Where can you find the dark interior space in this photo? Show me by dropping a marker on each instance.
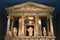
(7, 3)
(57, 25)
(27, 33)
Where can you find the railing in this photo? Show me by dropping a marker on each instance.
(31, 38)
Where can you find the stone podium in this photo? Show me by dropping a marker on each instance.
(30, 16)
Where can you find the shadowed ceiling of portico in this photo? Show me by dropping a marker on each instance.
(53, 3)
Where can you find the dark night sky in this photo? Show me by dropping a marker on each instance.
(7, 3)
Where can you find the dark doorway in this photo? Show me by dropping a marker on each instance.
(27, 33)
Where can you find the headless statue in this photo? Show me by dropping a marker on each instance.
(30, 30)
(15, 31)
(44, 31)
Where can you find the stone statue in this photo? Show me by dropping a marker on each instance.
(44, 31)
(15, 31)
(30, 30)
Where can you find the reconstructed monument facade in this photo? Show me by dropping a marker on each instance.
(30, 17)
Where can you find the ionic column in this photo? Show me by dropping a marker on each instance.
(8, 25)
(47, 20)
(40, 30)
(36, 19)
(19, 32)
(12, 24)
(22, 25)
(51, 26)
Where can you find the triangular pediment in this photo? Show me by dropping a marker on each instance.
(29, 7)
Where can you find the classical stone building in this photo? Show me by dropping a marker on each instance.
(30, 17)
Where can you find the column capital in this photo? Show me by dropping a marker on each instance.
(8, 16)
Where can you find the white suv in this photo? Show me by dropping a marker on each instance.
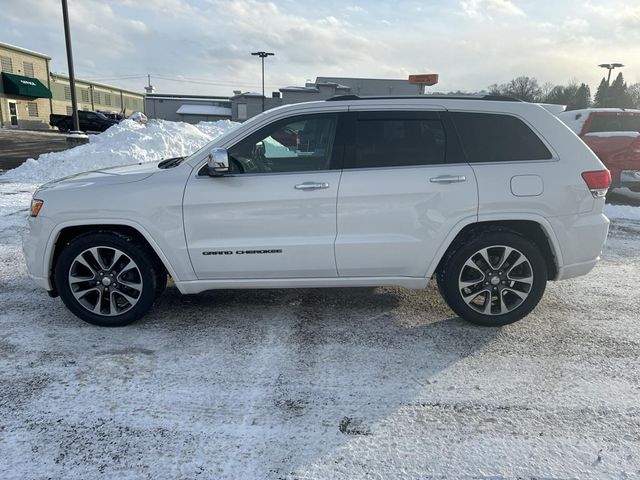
(493, 197)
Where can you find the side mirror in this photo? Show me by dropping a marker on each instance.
(218, 162)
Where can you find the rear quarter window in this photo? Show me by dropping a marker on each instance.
(615, 123)
(490, 137)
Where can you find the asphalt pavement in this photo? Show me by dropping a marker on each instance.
(16, 146)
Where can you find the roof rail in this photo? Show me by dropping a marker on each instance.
(497, 98)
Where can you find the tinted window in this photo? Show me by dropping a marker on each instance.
(615, 123)
(294, 145)
(488, 137)
(397, 141)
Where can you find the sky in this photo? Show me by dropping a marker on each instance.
(203, 46)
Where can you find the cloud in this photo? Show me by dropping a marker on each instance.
(490, 8)
(470, 43)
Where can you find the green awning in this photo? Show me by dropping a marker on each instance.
(24, 86)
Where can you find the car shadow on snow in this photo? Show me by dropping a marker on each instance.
(243, 383)
(309, 370)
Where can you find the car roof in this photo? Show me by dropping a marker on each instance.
(495, 98)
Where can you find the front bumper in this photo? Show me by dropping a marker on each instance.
(34, 246)
(581, 239)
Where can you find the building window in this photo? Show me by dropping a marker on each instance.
(28, 69)
(242, 111)
(397, 140)
(32, 109)
(6, 65)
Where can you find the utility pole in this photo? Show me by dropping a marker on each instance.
(149, 88)
(262, 56)
(610, 67)
(72, 78)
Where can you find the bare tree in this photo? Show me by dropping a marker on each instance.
(524, 88)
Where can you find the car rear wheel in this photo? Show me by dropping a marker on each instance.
(106, 279)
(495, 279)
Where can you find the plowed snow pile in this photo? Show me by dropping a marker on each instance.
(126, 143)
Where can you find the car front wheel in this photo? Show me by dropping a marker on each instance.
(106, 279)
(495, 279)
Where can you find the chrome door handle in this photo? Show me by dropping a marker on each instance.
(311, 186)
(448, 179)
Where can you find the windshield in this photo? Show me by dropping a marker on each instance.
(222, 138)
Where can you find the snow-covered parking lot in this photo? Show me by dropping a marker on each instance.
(338, 384)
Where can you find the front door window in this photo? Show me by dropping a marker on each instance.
(13, 113)
(300, 144)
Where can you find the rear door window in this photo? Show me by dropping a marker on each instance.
(490, 137)
(396, 139)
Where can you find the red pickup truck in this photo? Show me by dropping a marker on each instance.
(614, 136)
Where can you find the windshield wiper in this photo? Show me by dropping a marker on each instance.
(171, 162)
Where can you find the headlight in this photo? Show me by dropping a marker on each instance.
(36, 205)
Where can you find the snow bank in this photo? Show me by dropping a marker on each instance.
(126, 143)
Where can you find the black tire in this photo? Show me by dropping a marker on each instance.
(512, 281)
(146, 272)
(161, 280)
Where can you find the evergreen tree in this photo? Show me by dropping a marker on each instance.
(617, 95)
(601, 94)
(582, 98)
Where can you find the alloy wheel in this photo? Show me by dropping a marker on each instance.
(495, 280)
(105, 281)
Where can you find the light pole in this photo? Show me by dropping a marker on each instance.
(72, 77)
(610, 67)
(262, 56)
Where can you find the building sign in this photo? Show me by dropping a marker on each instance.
(424, 79)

··········

→ DESCRIPTION OF THE TASK:
Copy every line of the data, from the one containing "Where can you find the red" through the end of the data, inclusive. Shift each coordinate in the answers by adding -40 to it, and leave all other lines unchanged.

→ IN RESPONSE:
Where can you find the red pickup truck in this photo? Show me by dropping a marker on each instance.
(574, 96)
Where can you find the windshield wiper in this photo? Show me by dropping a marker on each instance.
(131, 122)
Where can you find the headlight in this photo? Show me by dropping a marker on each instance.
(-4, 165)
Where can you find the snow bank in this photo? Show me by dropping a marker on each instance.
(86, 103)
Where can you find the black tire in this photo? Show me by dropping a marker on each instance.
(472, 241)
(106, 232)
(121, 240)
Where can you find the evergreen tree in this photo? Show me by dropping a marker on each instance.
(577, 55)
(561, 54)
(542, 58)
Where can you find the alloy wheel in this photo? Show me by dropping a marker on each instance.
(455, 240)
(65, 241)
Where can you find the light pole in this photo? Show me by dropping a marker on each instance.
(32, 37)
(570, 27)
(222, 16)
Where can you find the building sign in this photo? Show me by dropping a marker on each instance.
(384, 39)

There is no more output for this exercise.